Put the lines below into a Markdown table with two columns, Row and Line, giving each line its own numbered row and skipping any blank lines.

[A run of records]
****************************************
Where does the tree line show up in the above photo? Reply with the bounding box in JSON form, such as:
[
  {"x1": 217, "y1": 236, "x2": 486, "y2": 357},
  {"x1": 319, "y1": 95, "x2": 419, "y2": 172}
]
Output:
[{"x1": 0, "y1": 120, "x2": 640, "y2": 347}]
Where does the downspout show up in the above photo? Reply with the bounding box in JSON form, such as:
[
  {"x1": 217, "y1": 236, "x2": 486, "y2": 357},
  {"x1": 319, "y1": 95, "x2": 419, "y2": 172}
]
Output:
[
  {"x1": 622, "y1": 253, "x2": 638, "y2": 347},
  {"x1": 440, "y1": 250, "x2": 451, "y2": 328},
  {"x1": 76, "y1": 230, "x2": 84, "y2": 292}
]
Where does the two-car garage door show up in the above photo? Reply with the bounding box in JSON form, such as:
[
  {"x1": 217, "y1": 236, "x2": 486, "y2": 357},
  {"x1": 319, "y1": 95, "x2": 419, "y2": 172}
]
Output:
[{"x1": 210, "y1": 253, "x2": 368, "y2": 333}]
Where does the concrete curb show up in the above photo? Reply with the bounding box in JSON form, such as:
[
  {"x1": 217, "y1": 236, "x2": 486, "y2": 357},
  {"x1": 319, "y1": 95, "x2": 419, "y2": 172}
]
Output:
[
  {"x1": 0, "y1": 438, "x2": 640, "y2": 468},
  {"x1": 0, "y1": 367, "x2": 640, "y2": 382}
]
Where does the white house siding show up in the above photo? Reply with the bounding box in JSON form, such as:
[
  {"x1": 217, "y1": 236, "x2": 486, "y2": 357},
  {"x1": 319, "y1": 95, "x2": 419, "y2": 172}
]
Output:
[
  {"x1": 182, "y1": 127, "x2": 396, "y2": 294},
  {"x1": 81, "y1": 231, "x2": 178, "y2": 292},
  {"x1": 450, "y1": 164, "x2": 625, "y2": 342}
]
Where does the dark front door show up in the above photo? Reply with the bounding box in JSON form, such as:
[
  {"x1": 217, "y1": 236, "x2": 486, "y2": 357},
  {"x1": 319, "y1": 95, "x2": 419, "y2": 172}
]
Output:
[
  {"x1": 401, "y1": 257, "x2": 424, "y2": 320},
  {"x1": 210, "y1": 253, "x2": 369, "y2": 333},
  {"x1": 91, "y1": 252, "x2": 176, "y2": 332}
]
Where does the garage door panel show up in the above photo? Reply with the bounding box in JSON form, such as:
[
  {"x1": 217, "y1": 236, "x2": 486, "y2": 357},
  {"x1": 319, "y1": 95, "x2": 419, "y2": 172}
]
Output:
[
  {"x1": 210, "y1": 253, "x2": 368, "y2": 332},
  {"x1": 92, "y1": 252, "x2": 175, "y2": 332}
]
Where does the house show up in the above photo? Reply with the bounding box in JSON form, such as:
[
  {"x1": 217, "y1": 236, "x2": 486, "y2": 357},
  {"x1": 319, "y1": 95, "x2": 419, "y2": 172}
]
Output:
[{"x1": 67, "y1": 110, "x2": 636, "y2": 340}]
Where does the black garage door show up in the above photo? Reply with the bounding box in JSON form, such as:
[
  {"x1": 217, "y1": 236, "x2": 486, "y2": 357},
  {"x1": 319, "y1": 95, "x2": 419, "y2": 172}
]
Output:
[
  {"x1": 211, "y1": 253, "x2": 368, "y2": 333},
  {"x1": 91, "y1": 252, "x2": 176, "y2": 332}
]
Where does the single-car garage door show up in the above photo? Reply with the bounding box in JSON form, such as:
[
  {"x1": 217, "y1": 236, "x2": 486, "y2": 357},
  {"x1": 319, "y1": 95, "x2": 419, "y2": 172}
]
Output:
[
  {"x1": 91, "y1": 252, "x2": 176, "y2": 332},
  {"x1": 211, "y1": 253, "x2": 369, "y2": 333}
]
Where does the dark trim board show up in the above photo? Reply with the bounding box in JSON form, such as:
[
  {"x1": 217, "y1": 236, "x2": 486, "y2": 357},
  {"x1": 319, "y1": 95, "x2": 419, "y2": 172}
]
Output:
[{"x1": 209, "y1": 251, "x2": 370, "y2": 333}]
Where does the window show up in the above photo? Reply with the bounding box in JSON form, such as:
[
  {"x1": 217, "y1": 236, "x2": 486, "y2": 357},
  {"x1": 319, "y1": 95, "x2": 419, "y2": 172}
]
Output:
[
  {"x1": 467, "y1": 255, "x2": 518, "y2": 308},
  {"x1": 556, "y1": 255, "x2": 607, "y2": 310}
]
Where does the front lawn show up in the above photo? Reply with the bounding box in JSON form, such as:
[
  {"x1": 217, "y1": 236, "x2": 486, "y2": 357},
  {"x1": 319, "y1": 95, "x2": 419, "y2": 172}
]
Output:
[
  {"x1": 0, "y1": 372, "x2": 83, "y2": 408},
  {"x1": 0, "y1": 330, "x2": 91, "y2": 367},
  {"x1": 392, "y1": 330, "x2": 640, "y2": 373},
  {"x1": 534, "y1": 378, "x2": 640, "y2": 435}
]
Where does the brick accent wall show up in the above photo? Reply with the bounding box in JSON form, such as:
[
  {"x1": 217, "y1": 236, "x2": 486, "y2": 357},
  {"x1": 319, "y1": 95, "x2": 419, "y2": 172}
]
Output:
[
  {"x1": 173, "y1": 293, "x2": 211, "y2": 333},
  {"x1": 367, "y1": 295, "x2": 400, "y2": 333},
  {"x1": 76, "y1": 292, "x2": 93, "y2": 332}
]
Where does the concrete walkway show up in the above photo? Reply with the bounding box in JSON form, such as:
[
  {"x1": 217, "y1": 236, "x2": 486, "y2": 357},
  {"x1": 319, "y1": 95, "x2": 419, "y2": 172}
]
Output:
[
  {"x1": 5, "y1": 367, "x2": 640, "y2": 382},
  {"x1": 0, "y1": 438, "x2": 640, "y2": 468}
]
****************************************
Answer below:
| Row | Line |
|---|---|
| 1 | Where does the tree line show up in the above photo? Reply with the bounding box in JSON form, such as: |
| 2 | [ |
| 3 |   {"x1": 217, "y1": 236, "x2": 486, "y2": 357}, |
| 4 |   {"x1": 319, "y1": 95, "x2": 419, "y2": 172} |
| 5 | ] |
| 6 | Output: |
| 7 | [{"x1": 0, "y1": 120, "x2": 640, "y2": 347}] |
| 8 | Where does the downspout show up in the above photo? Reply with the bounding box in JSON form, such as: |
| 9 | [ |
| 10 |   {"x1": 217, "y1": 236, "x2": 486, "y2": 357}, |
| 11 |   {"x1": 319, "y1": 95, "x2": 419, "y2": 172} |
| 12 | ] |
| 13 | Output: |
| 14 | [ |
| 15 |   {"x1": 622, "y1": 253, "x2": 638, "y2": 347}, |
| 16 |   {"x1": 440, "y1": 250, "x2": 451, "y2": 328}, |
| 17 |   {"x1": 76, "y1": 230, "x2": 84, "y2": 292} |
| 18 | ] |
| 19 | Where does the two-car garage door show up in the above photo? Reply with the bounding box in JSON form, such as: |
| 20 | [ |
| 21 |   {"x1": 217, "y1": 236, "x2": 486, "y2": 357}, |
| 22 |   {"x1": 319, "y1": 95, "x2": 419, "y2": 172} |
| 23 | ] |
| 24 | Output: |
| 25 | [{"x1": 210, "y1": 253, "x2": 368, "y2": 333}] |
| 26 | Where does the concrete curb show up in the above photo? Reply with the bounding box in JSON form, such as: |
| 27 | [ |
| 28 |   {"x1": 217, "y1": 236, "x2": 486, "y2": 357}, |
| 29 |   {"x1": 319, "y1": 95, "x2": 419, "y2": 172} |
| 30 | ] |
| 31 | Output: |
| 32 | [ |
| 33 |   {"x1": 0, "y1": 438, "x2": 640, "y2": 468}, |
| 34 |   {"x1": 0, "y1": 367, "x2": 640, "y2": 382} |
| 35 | ] |
| 36 | Where does the white house siding show up in the above photo? Reply with the bounding box in JSON form, such as: |
| 37 | [ |
| 38 |   {"x1": 217, "y1": 236, "x2": 486, "y2": 357}, |
| 39 |   {"x1": 319, "y1": 95, "x2": 419, "y2": 172} |
| 40 | ] |
| 41 | Output: |
| 42 | [ |
| 43 |   {"x1": 182, "y1": 127, "x2": 396, "y2": 294}, |
| 44 |   {"x1": 81, "y1": 231, "x2": 178, "y2": 292}, |
| 45 |   {"x1": 450, "y1": 164, "x2": 625, "y2": 342} |
| 46 | ] |
| 47 | Where does the dark front door show up in the above photo? Reply with the bounding box in JSON form, such as: |
| 48 | [ |
| 49 |   {"x1": 217, "y1": 236, "x2": 486, "y2": 357}, |
| 50 |   {"x1": 319, "y1": 95, "x2": 419, "y2": 172} |
| 51 | ] |
| 52 | Output: |
| 53 | [ |
| 54 |   {"x1": 401, "y1": 257, "x2": 424, "y2": 320}, |
| 55 |   {"x1": 210, "y1": 253, "x2": 369, "y2": 333}, |
| 56 |   {"x1": 91, "y1": 252, "x2": 176, "y2": 332} |
| 57 | ] |
| 58 | Where does the garage door panel show up in the above photo? Reply with the bounding box in JSON form, such as: |
| 59 | [ |
| 60 |   {"x1": 217, "y1": 236, "x2": 486, "y2": 357}, |
| 61 |   {"x1": 319, "y1": 95, "x2": 419, "y2": 172} |
| 62 | ] |
| 63 | Output: |
| 64 | [ |
| 65 |   {"x1": 210, "y1": 253, "x2": 368, "y2": 332}, |
| 66 |   {"x1": 92, "y1": 252, "x2": 175, "y2": 332} |
| 67 | ] |
| 68 | Where does the house show up in the above photo? Reply with the bounding box in JSON form, such as: |
| 69 | [ |
| 70 |   {"x1": 217, "y1": 236, "x2": 486, "y2": 357}, |
| 71 |   {"x1": 319, "y1": 95, "x2": 419, "y2": 172} |
| 72 | ] |
| 73 | Output: |
| 74 | [{"x1": 67, "y1": 110, "x2": 636, "y2": 340}] |
| 75 | Where does the black garage door show up in the above photo? Reply with the bounding box in JSON form, such as: |
| 76 | [ |
| 77 |   {"x1": 217, "y1": 236, "x2": 486, "y2": 357}, |
| 78 |   {"x1": 319, "y1": 95, "x2": 419, "y2": 172} |
| 79 | ] |
| 80 | Output: |
| 81 | [ |
| 82 |   {"x1": 211, "y1": 253, "x2": 368, "y2": 333}, |
| 83 |   {"x1": 91, "y1": 252, "x2": 176, "y2": 332} |
| 84 | ] |
| 85 | Where does the single-car garage door show up in the above photo? Reply with the bounding box in JSON form, such as: |
| 86 | [ |
| 87 |   {"x1": 217, "y1": 236, "x2": 486, "y2": 357}, |
| 88 |   {"x1": 319, "y1": 95, "x2": 419, "y2": 172} |
| 89 | ] |
| 90 | Output: |
| 91 | [ |
| 92 |   {"x1": 91, "y1": 252, "x2": 176, "y2": 332}, |
| 93 |   {"x1": 211, "y1": 253, "x2": 369, "y2": 333} |
| 94 | ] |
| 95 | Where does the dark trim board show up in the above photo? Reply with the bounding box in JSON form, such as: |
| 96 | [ |
| 97 |   {"x1": 217, "y1": 236, "x2": 486, "y2": 357}, |
| 98 |   {"x1": 319, "y1": 95, "x2": 419, "y2": 172} |
| 99 | ] |
| 100 | Output: |
| 101 | [{"x1": 209, "y1": 251, "x2": 370, "y2": 333}] |
| 102 | Where does the window show up in the above photo? Reply with the bounding box in JSON form, such as: |
| 103 | [ |
| 104 |   {"x1": 217, "y1": 236, "x2": 486, "y2": 357}, |
| 105 |   {"x1": 319, "y1": 95, "x2": 419, "y2": 172} |
| 106 | ] |
| 107 | Output: |
| 108 | [ |
| 109 |   {"x1": 467, "y1": 255, "x2": 518, "y2": 308}, |
| 110 |   {"x1": 556, "y1": 255, "x2": 607, "y2": 310} |
| 111 | ] |
| 112 | Where does the front lawn show up in the above photo? Reply with the bounding box in JSON form, such as: |
| 113 | [ |
| 114 |   {"x1": 217, "y1": 236, "x2": 486, "y2": 357}, |
| 115 |   {"x1": 319, "y1": 95, "x2": 419, "y2": 172} |
| 116 | ] |
| 117 | Output: |
| 118 | [ |
| 119 |   {"x1": 0, "y1": 372, "x2": 83, "y2": 408}, |
| 120 |   {"x1": 0, "y1": 330, "x2": 91, "y2": 367}, |
| 121 |   {"x1": 392, "y1": 330, "x2": 640, "y2": 373}, |
| 122 |   {"x1": 534, "y1": 378, "x2": 640, "y2": 435} |
| 123 | ] |
| 124 | Where does the brick accent wall show up in the above photo? Reply with the bounding box in JSON form, such as: |
| 125 | [ |
| 126 |   {"x1": 217, "y1": 236, "x2": 486, "y2": 357}, |
| 127 |   {"x1": 319, "y1": 95, "x2": 419, "y2": 172} |
| 128 | ] |
| 129 | Output: |
| 130 | [ |
| 131 |   {"x1": 173, "y1": 293, "x2": 211, "y2": 333}, |
| 132 |   {"x1": 367, "y1": 295, "x2": 400, "y2": 333}, |
| 133 |   {"x1": 76, "y1": 292, "x2": 93, "y2": 332} |
| 134 | ] |
| 135 | Where does the concrete walkway show up in the above photo? Reply with the bounding box in JSON form, such as: |
| 136 | [ |
| 137 |   {"x1": 217, "y1": 236, "x2": 486, "y2": 357}, |
| 138 |   {"x1": 319, "y1": 95, "x2": 419, "y2": 172} |
| 139 | ] |
| 140 | Output: |
| 141 | [ |
| 142 |   {"x1": 5, "y1": 367, "x2": 640, "y2": 382}, |
| 143 |   {"x1": 0, "y1": 438, "x2": 640, "y2": 468} |
| 144 | ] |